• What the task requires: Count the lines in the items below that contain the string "Point", matching case exactly. Reply with the number alone.

• Stored records:
**********
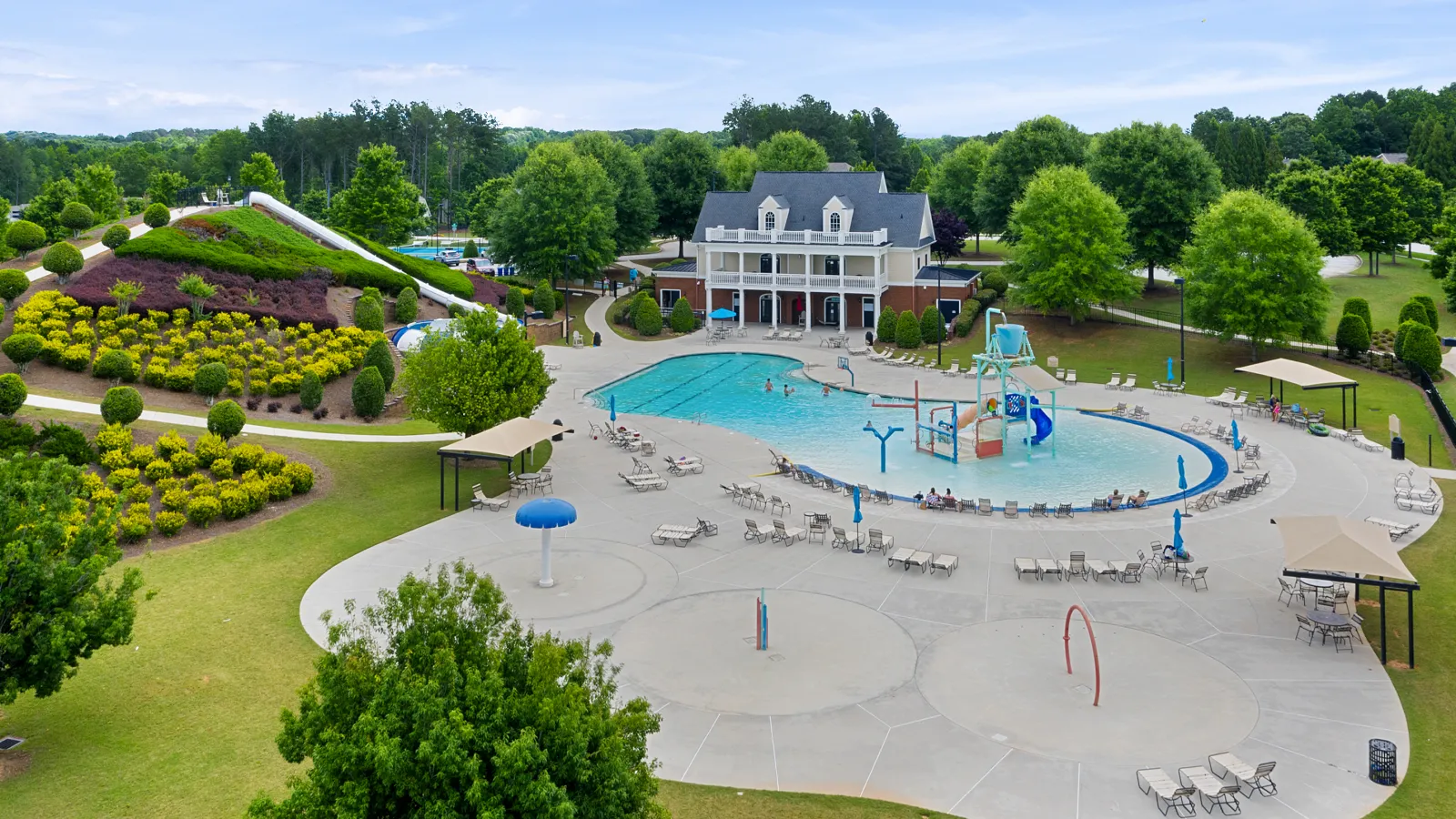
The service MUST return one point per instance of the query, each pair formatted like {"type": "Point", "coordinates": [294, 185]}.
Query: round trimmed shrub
**********
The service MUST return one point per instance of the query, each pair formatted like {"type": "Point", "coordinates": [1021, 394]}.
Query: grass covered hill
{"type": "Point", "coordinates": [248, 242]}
**********
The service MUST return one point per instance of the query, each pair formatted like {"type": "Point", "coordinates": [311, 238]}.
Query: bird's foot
**********
• Exercise answer: 4